WHAT THE TASK REQUIRES
Retype the part of the genetic criterion text below starting with "Like in dbOTU1, the" and going on through "simple Hamming distance.".

The genetic criterion

A critical piece of the dbOTU algorithm is determining which sequences are sufficiently genetically dissimilar that they belong in different OTUs regardless of their distribution across samples.

Review of previous approaches

Jukes-Cantor distance

In dbOTU1, this genetic criterion was articulated in terms of the makematrix output from FastTree. First, the sequences were aligned to a common 16S alignment using PyNAST. FastTree was then used to compute the distances. As far as I can tell, FastTree simply computes the Jukes-Cantor distance \(-\frac{3}{4} \log (1 - \frac{4d}{3})\), where \(d\) is the proportion of positions that differ (i.e., the number of mismatches in the aligned sequences divided by the length of the aligned sequences, ignoring gaps).

In fact, the genetic criterion was evaluated using the minimum of the aligned and unaligned Jukes-Cantor distances. This was a weird hack: sometimes the alignment led to a greater distance between two sequences than would be computed by just comparing the unaligned sequences.

Hamming distance

In dbOTU2, the sequences were aligned with PyNAST, but the distances between the sequences were computed one at a time to ease memory needs. Sequences were read one at a time from the input fasta, and OTUs were stored in memory so that a sequence was only compared to the OTUs to which it might potentially belong. In this implementation, the dissimilarity between OTUs was just the proportion \(d\) of positions that differ (ignoring positions in which either or both sequences had a gap).

Like in dbOTU1, the actual distance criterion was checked against the minimum of the aligned and unaligned distances.

Evaluation of previous approaches

Aside from leading to occasionally confusing results, the alignment step is moderately slow. Taking the minimum of two distances is an unpleasant hack.

However, in general, the dissimilarities between sequences measured in different ways are well-correlated. For example, it was not critical to use the Jukes-Cantor distance rather than the simple Hamming distance.

This implementation

New approach used in this implementation

This implementation uses the Levenshtein edit distance to measure the dissimilarity between two sequences. A sequence is disqualified from being merged into an OTU if

\[\frac{E}{\ell_\text{seq} + N_d}\]

is greater than some threshold, where \(E\) is the Levenshtein edit distance between the sequence and the OTU, \(\ell_\text{seq}\) is the length of the candidate sequence, and \(N_d\) is the number of deletion operations in the Levenshtein edit distance.

The rationale is that this metric reflects the sequence dissimilarity between two aligned sequences. In that case, the number of mismatched sites is the number of substitutions, insertions, and deletions (that is, \(E\)), and the number of total sites is the length of the alignment (that is, \(\ell_\text{seq} + N_d\), or, equivalently, \(\ell_\text{OTU} + N_i\), where \(i\) is the number of insertions).

RECORDS SUPPLIED
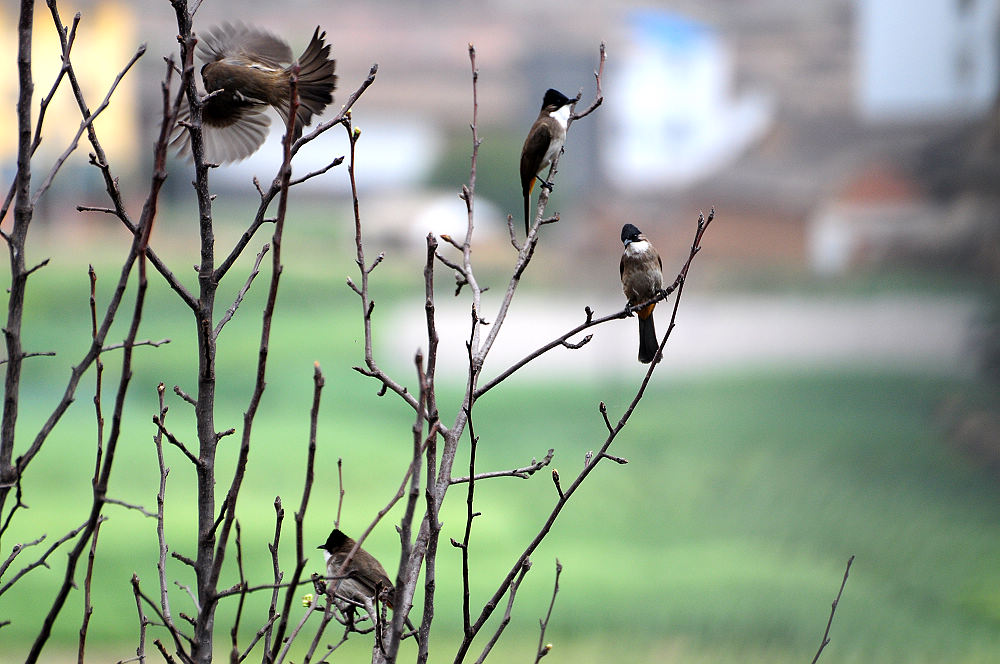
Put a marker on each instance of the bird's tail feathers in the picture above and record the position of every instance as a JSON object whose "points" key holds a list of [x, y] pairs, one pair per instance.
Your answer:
{"points": [[648, 343], [316, 82]]}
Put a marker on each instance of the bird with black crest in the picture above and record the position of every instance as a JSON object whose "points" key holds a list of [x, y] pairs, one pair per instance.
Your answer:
{"points": [[641, 271], [544, 141]]}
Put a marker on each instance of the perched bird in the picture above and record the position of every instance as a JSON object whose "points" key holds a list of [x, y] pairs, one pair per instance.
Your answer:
{"points": [[642, 279], [364, 578], [250, 69], [544, 141]]}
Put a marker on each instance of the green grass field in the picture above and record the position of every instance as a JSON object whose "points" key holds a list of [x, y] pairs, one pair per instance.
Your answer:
{"points": [[724, 538]]}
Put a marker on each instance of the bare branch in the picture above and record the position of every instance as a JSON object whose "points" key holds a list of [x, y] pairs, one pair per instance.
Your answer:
{"points": [[833, 610], [506, 614], [242, 293], [524, 472], [87, 121], [543, 648]]}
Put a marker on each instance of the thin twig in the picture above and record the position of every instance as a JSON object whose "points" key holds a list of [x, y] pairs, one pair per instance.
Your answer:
{"points": [[523, 473], [544, 648], [833, 610]]}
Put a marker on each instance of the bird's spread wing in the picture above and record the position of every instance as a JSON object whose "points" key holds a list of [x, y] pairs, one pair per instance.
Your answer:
{"points": [[236, 40], [232, 137]]}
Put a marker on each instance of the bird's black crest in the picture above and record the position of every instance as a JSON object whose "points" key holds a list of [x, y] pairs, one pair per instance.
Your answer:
{"points": [[555, 98], [629, 232], [334, 541]]}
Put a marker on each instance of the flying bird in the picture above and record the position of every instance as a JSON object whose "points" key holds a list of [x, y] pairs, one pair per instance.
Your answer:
{"points": [[641, 271], [249, 69], [545, 139]]}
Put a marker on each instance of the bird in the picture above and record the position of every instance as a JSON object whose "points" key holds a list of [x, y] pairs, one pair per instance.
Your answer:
{"points": [[545, 139], [363, 579], [249, 69], [641, 271]]}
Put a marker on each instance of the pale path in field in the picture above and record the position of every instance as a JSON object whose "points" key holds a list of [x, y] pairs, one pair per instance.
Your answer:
{"points": [[714, 333]]}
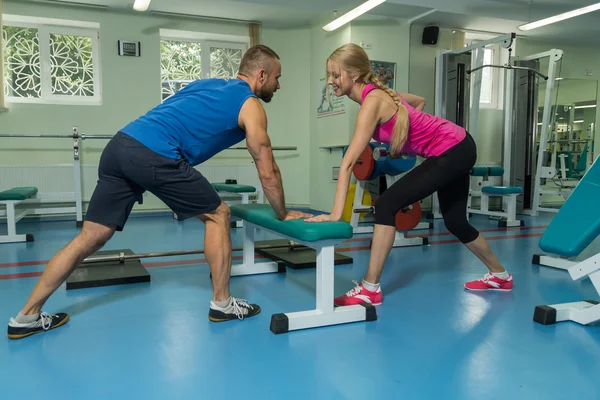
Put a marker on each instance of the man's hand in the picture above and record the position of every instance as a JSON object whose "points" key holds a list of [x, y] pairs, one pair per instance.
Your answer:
{"points": [[253, 120], [296, 215], [323, 218]]}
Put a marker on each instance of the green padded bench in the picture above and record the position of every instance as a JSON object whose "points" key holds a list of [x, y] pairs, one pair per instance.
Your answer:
{"points": [[574, 228], [508, 214], [10, 199], [323, 237]]}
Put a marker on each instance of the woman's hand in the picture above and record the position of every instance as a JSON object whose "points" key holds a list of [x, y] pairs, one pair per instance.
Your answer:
{"points": [[323, 218]]}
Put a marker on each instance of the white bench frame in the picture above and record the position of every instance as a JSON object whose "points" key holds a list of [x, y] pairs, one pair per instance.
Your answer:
{"points": [[508, 218], [582, 312], [12, 217], [325, 314]]}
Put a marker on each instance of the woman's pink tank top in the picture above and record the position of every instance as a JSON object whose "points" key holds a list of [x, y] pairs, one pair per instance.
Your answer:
{"points": [[428, 135]]}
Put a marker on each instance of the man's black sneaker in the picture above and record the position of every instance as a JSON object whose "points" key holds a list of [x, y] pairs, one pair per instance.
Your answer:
{"points": [[237, 309], [45, 322]]}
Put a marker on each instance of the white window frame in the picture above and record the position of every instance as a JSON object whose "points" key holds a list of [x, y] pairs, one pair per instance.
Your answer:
{"points": [[45, 27], [497, 76], [206, 40]]}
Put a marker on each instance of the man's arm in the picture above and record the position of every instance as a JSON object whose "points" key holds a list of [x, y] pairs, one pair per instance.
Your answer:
{"points": [[253, 120], [417, 102]]}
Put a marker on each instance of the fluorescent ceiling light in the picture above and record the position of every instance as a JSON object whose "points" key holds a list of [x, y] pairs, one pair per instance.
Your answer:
{"points": [[560, 17], [590, 106], [350, 15], [141, 5]]}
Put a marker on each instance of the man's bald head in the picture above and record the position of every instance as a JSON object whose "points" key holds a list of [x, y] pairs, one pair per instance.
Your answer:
{"points": [[256, 58]]}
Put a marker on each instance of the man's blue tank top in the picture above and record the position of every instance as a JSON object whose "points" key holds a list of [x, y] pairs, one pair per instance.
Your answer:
{"points": [[195, 123]]}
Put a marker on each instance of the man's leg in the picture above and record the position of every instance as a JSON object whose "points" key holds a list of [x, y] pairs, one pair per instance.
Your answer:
{"points": [[217, 250], [189, 194], [31, 319], [91, 239], [108, 210]]}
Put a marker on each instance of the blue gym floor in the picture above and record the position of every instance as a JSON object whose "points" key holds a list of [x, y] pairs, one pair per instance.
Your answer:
{"points": [[433, 340]]}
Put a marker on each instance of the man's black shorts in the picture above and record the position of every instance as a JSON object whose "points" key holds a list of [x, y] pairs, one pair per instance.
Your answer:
{"points": [[128, 168]]}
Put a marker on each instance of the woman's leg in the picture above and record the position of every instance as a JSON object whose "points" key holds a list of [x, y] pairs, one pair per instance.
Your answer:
{"points": [[453, 205], [420, 182]]}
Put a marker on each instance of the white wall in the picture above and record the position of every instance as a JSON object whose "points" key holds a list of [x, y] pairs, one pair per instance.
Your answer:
{"points": [[288, 112]]}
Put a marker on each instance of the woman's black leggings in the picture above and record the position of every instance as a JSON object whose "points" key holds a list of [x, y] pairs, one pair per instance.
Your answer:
{"points": [[449, 175]]}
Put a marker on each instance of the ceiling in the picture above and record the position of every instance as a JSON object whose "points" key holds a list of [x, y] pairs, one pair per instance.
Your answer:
{"points": [[498, 16]]}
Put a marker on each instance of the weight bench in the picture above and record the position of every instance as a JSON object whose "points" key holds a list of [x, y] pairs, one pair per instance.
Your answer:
{"points": [[572, 230], [508, 217], [10, 199], [321, 236]]}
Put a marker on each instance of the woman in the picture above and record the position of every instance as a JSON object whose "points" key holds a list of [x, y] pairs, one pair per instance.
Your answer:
{"points": [[450, 153]]}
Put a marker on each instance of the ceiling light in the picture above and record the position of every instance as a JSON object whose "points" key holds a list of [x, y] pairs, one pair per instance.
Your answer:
{"points": [[590, 106], [560, 17], [141, 5], [350, 15]]}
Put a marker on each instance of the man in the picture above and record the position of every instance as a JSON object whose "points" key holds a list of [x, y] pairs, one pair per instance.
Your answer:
{"points": [[156, 153]]}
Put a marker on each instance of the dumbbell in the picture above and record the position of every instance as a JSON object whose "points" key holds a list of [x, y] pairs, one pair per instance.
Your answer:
{"points": [[406, 219]]}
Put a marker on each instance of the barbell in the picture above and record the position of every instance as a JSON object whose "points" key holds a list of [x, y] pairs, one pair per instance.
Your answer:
{"points": [[122, 257]]}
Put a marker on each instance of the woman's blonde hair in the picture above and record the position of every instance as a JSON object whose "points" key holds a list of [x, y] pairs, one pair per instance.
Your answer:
{"points": [[352, 58]]}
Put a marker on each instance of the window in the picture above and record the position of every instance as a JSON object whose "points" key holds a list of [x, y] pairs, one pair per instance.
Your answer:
{"points": [[188, 56], [50, 61], [492, 79], [487, 78]]}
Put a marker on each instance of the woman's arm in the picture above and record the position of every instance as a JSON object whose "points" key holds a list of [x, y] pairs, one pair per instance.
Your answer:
{"points": [[417, 102], [366, 122]]}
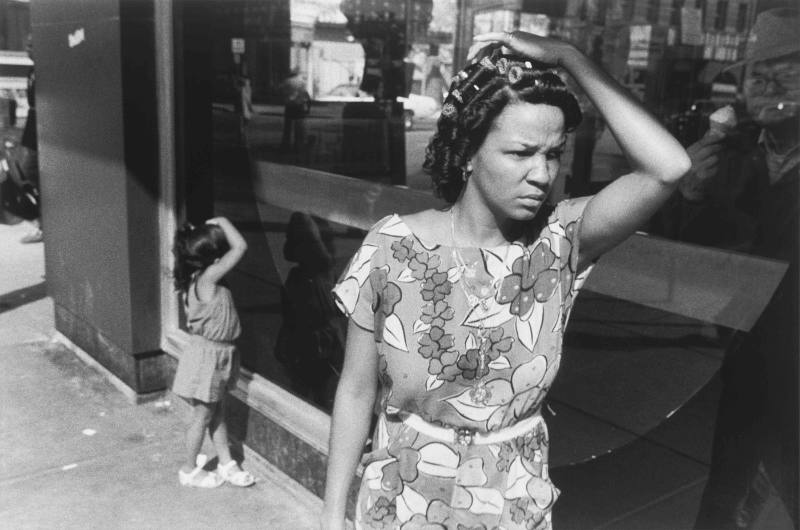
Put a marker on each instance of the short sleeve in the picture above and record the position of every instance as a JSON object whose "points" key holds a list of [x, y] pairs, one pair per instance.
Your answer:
{"points": [[353, 293], [568, 217]]}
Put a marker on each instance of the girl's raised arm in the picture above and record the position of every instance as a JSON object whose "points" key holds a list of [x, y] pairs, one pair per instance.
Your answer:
{"points": [[238, 246]]}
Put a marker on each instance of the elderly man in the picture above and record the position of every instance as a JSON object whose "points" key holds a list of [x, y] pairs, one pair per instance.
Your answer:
{"points": [[745, 197]]}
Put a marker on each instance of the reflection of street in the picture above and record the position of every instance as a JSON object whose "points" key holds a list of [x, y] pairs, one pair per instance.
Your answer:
{"points": [[324, 121]]}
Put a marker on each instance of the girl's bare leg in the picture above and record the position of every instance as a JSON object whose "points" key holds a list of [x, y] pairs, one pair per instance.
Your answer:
{"points": [[219, 433]]}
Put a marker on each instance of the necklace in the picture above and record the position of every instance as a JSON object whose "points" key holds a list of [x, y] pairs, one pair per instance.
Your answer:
{"points": [[480, 394]]}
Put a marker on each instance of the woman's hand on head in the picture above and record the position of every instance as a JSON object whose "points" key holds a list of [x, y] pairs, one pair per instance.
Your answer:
{"points": [[543, 49]]}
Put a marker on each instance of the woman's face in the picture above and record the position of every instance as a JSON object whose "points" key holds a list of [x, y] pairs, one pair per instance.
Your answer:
{"points": [[515, 167]]}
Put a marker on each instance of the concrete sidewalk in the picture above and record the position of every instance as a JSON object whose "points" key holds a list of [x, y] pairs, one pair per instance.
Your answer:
{"points": [[78, 454]]}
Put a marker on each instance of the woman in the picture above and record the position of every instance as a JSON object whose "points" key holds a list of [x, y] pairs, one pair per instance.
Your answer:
{"points": [[458, 315]]}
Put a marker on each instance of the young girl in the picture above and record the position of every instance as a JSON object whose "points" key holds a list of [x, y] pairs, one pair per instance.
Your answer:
{"points": [[203, 255]]}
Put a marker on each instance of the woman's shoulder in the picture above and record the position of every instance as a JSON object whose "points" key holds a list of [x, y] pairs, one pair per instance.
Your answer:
{"points": [[428, 225]]}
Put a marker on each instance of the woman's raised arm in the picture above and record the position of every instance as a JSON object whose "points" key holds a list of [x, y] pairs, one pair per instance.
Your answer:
{"points": [[657, 160]]}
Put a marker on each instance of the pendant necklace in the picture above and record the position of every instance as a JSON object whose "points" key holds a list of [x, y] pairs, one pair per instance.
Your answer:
{"points": [[479, 394]]}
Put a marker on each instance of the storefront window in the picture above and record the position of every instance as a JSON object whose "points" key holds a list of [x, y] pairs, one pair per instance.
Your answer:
{"points": [[322, 113]]}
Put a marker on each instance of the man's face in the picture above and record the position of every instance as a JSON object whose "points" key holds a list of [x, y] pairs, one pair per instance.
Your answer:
{"points": [[772, 89]]}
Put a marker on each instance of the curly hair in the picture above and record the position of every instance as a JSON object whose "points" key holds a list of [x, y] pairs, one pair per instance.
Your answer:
{"points": [[478, 94], [195, 248]]}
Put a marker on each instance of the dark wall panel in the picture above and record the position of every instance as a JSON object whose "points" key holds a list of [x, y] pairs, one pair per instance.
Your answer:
{"points": [[98, 153]]}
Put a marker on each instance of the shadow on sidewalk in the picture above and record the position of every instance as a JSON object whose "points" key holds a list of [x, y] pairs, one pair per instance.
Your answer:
{"points": [[20, 297]]}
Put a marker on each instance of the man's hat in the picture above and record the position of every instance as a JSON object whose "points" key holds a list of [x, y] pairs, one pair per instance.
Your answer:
{"points": [[776, 32]]}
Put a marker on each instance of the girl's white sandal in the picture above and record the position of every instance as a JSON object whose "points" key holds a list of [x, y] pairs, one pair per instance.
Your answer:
{"points": [[231, 472], [193, 480]]}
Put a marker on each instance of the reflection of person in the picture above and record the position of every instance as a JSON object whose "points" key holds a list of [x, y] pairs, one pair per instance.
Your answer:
{"points": [[30, 141], [297, 101], [434, 83], [310, 341], [457, 315], [207, 367], [243, 104], [755, 452]]}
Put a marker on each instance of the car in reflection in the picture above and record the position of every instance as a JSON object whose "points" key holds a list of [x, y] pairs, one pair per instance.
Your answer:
{"points": [[690, 124], [415, 106]]}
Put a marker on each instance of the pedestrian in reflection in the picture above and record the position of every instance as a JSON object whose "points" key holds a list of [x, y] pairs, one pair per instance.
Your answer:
{"points": [[310, 342], [30, 153], [755, 451], [297, 103], [457, 315], [208, 365]]}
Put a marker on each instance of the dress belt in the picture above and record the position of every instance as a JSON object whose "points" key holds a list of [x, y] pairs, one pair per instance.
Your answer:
{"points": [[468, 436]]}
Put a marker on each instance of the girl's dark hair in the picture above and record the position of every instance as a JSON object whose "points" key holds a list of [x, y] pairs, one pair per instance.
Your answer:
{"points": [[478, 94], [196, 247]]}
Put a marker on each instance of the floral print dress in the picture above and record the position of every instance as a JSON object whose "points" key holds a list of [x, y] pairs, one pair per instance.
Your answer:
{"points": [[432, 308]]}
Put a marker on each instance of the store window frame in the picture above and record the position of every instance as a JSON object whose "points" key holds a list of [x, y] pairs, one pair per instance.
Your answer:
{"points": [[301, 419]]}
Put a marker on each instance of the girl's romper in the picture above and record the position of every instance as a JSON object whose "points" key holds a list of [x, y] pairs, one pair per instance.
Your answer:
{"points": [[460, 443], [210, 362]]}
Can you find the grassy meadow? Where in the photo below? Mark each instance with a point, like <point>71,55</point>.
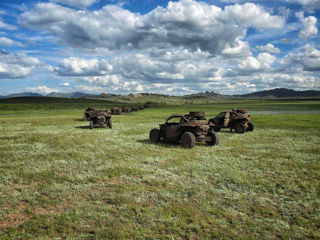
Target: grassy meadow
<point>61,180</point>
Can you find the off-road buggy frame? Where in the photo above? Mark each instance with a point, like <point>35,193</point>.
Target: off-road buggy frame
<point>237,119</point>
<point>189,129</point>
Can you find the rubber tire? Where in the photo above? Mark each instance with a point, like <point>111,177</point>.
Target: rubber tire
<point>216,129</point>
<point>197,114</point>
<point>109,123</point>
<point>239,127</point>
<point>154,135</point>
<point>250,127</point>
<point>214,139</point>
<point>188,140</point>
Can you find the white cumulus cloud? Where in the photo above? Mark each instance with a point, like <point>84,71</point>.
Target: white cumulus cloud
<point>16,65</point>
<point>77,3</point>
<point>309,28</point>
<point>187,23</point>
<point>6,42</point>
<point>269,48</point>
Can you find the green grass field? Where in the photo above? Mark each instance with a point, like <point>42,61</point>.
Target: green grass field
<point>61,180</point>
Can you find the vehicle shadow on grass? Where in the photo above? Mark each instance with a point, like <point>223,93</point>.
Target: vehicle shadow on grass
<point>83,127</point>
<point>78,120</point>
<point>162,144</point>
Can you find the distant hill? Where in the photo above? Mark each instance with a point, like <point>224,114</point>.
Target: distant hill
<point>23,94</point>
<point>206,94</point>
<point>71,95</point>
<point>273,93</point>
<point>282,93</point>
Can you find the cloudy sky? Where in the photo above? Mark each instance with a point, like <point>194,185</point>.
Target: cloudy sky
<point>159,46</point>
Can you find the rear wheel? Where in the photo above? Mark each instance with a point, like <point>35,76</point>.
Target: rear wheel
<point>154,135</point>
<point>250,127</point>
<point>188,140</point>
<point>239,127</point>
<point>216,129</point>
<point>214,139</point>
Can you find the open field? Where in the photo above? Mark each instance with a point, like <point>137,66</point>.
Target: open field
<point>61,180</point>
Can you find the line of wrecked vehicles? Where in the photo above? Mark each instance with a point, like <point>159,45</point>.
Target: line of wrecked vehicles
<point>186,129</point>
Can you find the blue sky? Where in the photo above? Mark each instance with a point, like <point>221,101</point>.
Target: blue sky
<point>170,47</point>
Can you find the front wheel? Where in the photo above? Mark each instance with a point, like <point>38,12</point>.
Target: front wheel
<point>216,129</point>
<point>154,135</point>
<point>188,140</point>
<point>214,139</point>
<point>250,127</point>
<point>109,123</point>
<point>239,127</point>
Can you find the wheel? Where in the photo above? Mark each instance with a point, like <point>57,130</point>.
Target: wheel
<point>214,139</point>
<point>197,114</point>
<point>239,127</point>
<point>154,135</point>
<point>188,140</point>
<point>216,129</point>
<point>250,127</point>
<point>109,123</point>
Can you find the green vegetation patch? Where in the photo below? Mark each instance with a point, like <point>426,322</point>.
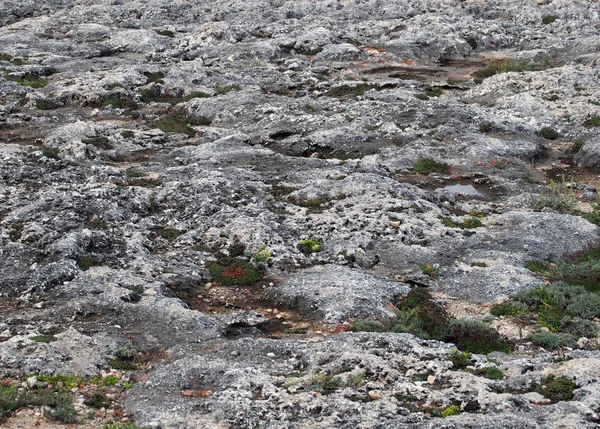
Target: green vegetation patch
<point>557,388</point>
<point>57,404</point>
<point>172,123</point>
<point>49,152</point>
<point>169,234</point>
<point>472,41</point>
<point>513,308</point>
<point>196,94</point>
<point>44,338</point>
<point>593,122</point>
<point>235,271</point>
<point>97,400</point>
<point>155,95</point>
<point>469,223</point>
<point>548,133</point>
<point>87,262</point>
<point>427,166</point>
<point>117,102</point>
<point>101,142</point>
<point>420,315</point>
<point>506,66</point>
<point>568,306</point>
<point>225,89</point>
<point>27,79</point>
<point>310,245</point>
<point>122,426</point>
<point>157,77</point>
<point>166,33</point>
<point>357,90</point>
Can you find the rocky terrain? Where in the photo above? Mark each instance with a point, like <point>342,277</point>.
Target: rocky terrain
<point>243,214</point>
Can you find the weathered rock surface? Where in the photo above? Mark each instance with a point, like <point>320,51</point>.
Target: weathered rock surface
<point>143,143</point>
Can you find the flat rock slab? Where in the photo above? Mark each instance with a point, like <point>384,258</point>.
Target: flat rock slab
<point>337,293</point>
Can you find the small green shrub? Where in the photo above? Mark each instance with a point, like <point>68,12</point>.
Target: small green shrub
<point>593,122</point>
<point>135,173</point>
<point>576,147</point>
<point>145,182</point>
<point>557,388</point>
<point>27,79</point>
<point>154,77</point>
<point>460,360</point>
<point>357,90</point>
<point>452,410</point>
<point>492,373</point>
<point>368,325</point>
<point>174,124</point>
<point>97,223</point>
<point>310,245</point>
<point>97,400</point>
<point>110,380</point>
<point>560,199</point>
<point>155,95</point>
<point>469,223</point>
<point>44,338</point>
<point>49,152</point>
<point>123,366</point>
<point>101,142</point>
<point>550,340</point>
<point>506,66</point>
<point>579,327</point>
<point>472,41</point>
<point>63,413</point>
<point>236,271</point>
<point>166,33</point>
<point>476,337</point>
<point>513,308</point>
<point>121,103</point>
<point>537,266</point>
<point>87,262</point>
<point>224,89</point>
<point>196,94</point>
<point>43,104</point>
<point>549,133</point>
<point>262,255</point>
<point>429,270</point>
<point>122,426</point>
<point>169,234</point>
<point>326,383</point>
<point>427,166</point>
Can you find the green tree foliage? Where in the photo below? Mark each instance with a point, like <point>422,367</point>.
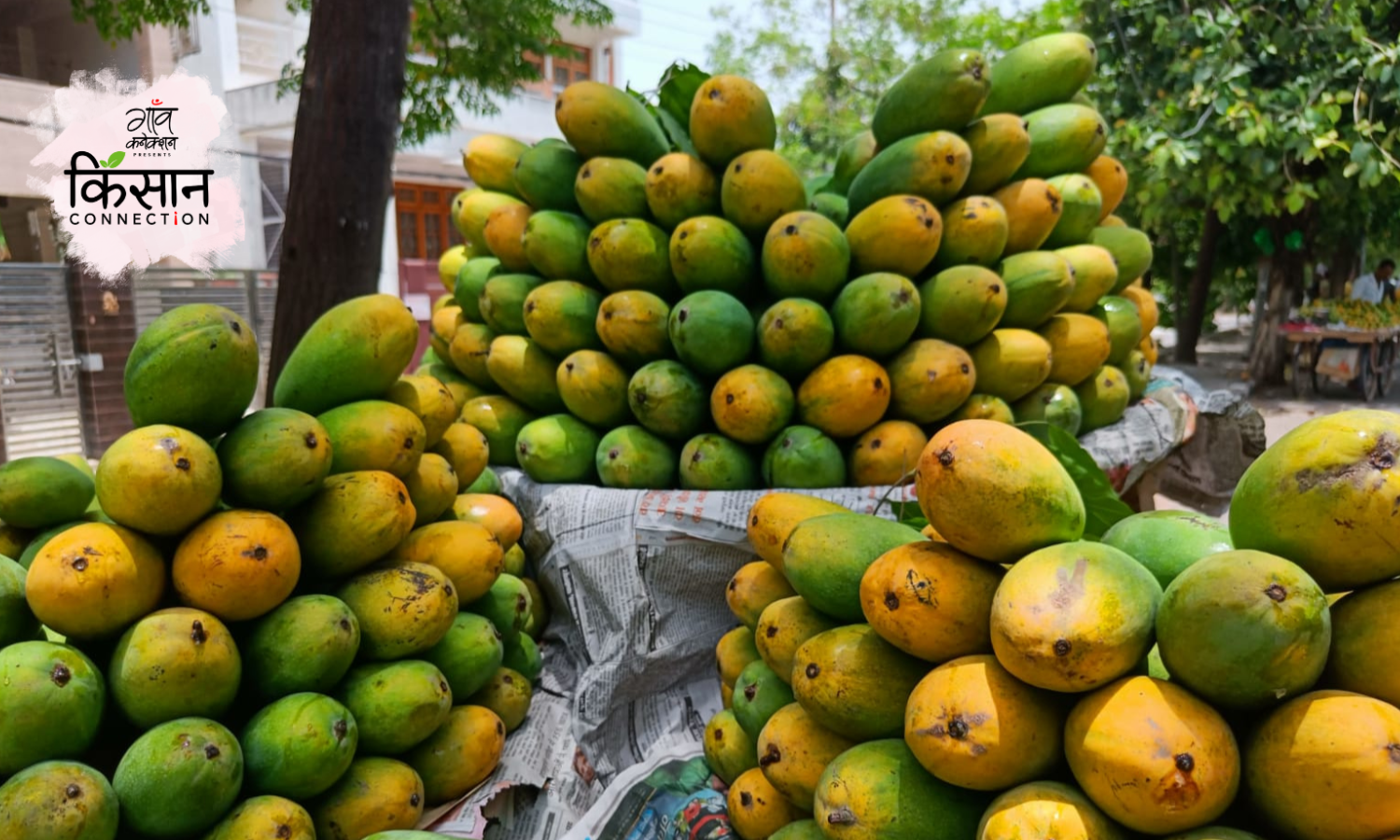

YOUR SOLUTION
Like in dbOTU1, the actual distance criterion was checked against the minimum of the aligned and unaligned distances.

Evaluation of previous approaches

Aside from leading to occasionally confusing results, the alignment step is moderately slow. Taking the minimum of two distances is an unpleasant hack.

However, in general, the dissimilarities between sequences measured in different ways are well-correlated. For example, it was not critical to use the Jukes-Cantor distance rather than the simple Hamming distance.